● **Provided records**:
* * *

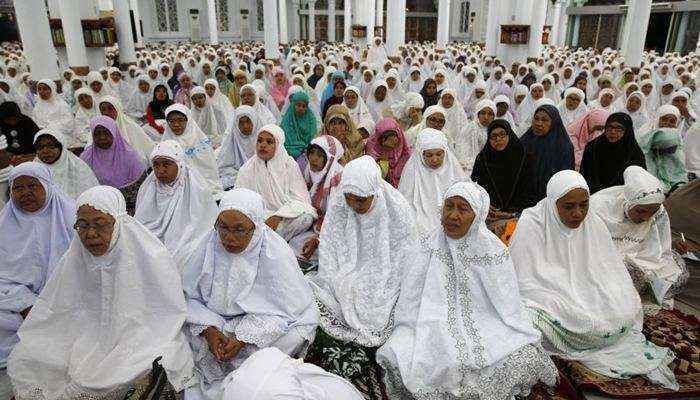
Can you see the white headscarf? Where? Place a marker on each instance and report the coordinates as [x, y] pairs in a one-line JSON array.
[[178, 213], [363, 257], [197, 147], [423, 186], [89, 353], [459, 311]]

* * *

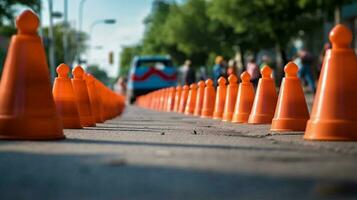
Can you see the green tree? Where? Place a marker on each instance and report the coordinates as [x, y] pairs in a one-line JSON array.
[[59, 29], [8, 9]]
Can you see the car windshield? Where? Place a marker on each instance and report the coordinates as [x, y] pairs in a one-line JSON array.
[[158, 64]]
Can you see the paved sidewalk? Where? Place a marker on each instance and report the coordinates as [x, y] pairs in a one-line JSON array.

* * *

● **Exercise brief**: Write out, from the lines above, only those from the line with "Can you see the car" to the line with "Can you see the paved", exactly as given, including the first and the last.

● **Exercise answer**:
Can you see the car windshield? Where? Place a marker on each instance and report the coordinates as [x, y] pairs in a one-line JSON array.
[[158, 64]]
Can you see the paved sidewalk? Where? Place a marker on each instance and report the coordinates as [x, y] pairs in a one-line JSON array.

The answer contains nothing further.